### EXERCISE DIRECTIONS
Reproduce verbatim everything in the entries below from the line containing "of the small" down to the end of the entries, including both of those ends.

Object location annotation data
--------------------

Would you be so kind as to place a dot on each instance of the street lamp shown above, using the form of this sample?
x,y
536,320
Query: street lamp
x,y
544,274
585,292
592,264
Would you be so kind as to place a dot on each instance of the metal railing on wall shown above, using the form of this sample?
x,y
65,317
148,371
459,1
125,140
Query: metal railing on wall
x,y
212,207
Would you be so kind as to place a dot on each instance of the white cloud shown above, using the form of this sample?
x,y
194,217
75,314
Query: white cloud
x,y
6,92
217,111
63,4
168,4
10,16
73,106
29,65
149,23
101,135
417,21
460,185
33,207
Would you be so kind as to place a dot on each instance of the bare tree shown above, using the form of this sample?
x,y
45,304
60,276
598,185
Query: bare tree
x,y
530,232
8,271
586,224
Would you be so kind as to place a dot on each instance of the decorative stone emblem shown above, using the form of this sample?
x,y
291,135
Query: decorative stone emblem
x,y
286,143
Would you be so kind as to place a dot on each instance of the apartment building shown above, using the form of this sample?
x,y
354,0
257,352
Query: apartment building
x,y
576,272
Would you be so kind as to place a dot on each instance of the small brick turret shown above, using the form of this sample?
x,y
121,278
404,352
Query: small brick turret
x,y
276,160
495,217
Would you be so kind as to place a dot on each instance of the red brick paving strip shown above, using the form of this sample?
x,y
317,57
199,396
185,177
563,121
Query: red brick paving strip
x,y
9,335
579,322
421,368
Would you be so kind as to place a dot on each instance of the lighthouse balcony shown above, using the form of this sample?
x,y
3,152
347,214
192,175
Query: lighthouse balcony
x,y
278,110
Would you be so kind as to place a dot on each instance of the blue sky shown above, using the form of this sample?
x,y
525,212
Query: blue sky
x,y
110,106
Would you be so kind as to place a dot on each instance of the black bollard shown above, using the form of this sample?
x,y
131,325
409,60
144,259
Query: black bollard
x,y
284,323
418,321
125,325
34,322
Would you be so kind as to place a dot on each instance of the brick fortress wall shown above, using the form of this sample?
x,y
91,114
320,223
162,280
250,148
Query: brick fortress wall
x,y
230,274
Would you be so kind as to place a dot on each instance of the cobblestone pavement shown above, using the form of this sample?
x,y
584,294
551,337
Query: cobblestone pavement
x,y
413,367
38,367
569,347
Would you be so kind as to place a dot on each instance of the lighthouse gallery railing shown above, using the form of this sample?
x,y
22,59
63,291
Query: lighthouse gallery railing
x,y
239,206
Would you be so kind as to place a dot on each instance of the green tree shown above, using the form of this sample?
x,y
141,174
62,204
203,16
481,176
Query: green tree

--------------------

### RESULT FOR THIS TASK
Would you be so kind as to place a dot on each instance of the small brick turret shown above, using the form of this sample?
x,y
121,278
404,352
Query: small brick turret
x,y
276,160
495,217
Would you be so kind as to place a dot on each instance of the red brick paving strip shown above, using the form of this sample?
x,y
317,57
199,396
185,177
563,121
Query: red brick paving strip
x,y
9,335
579,322
421,368
Would you be so kind as to place a dot on each instance of the lighthouse balcony shown above, using the form of this sample?
x,y
3,152
347,214
192,175
Query: lighthouse balcony
x,y
278,110
Would you be so kind as to place a dot on each instance of the blue sky shown above, using the form of this sample?
x,y
525,212
Query: blue sky
x,y
110,106
Would you be so kind as to place a dot on each instance of the black bollard shown above, using the form of this sample?
x,y
131,325
409,60
144,259
Query: black bollard
x,y
284,323
418,321
125,325
34,322
Would you be so kind as to place a dot on each instance of the brick fortress wall shown above, using the form of this sample?
x,y
91,114
320,223
162,280
250,148
Query: brick fortress wall
x,y
230,274
Would you be so kind as to place a dot on each instance of the cobblestone pavement shown above, using the form of this sample?
x,y
584,294
551,337
Query: cobblestone pavement
x,y
413,367
38,367
569,347
Would you be so kind as to place a dot on each instance of the lighthouse gallery railing shown above, using the form of this sample?
x,y
22,59
63,291
Query: lighthouse gallery railing
x,y
239,206
Would you be so kind as to place a dot on each instance of the green tree shown above, using the form of this sample?
x,y
141,174
62,204
203,16
481,176
Query: green tree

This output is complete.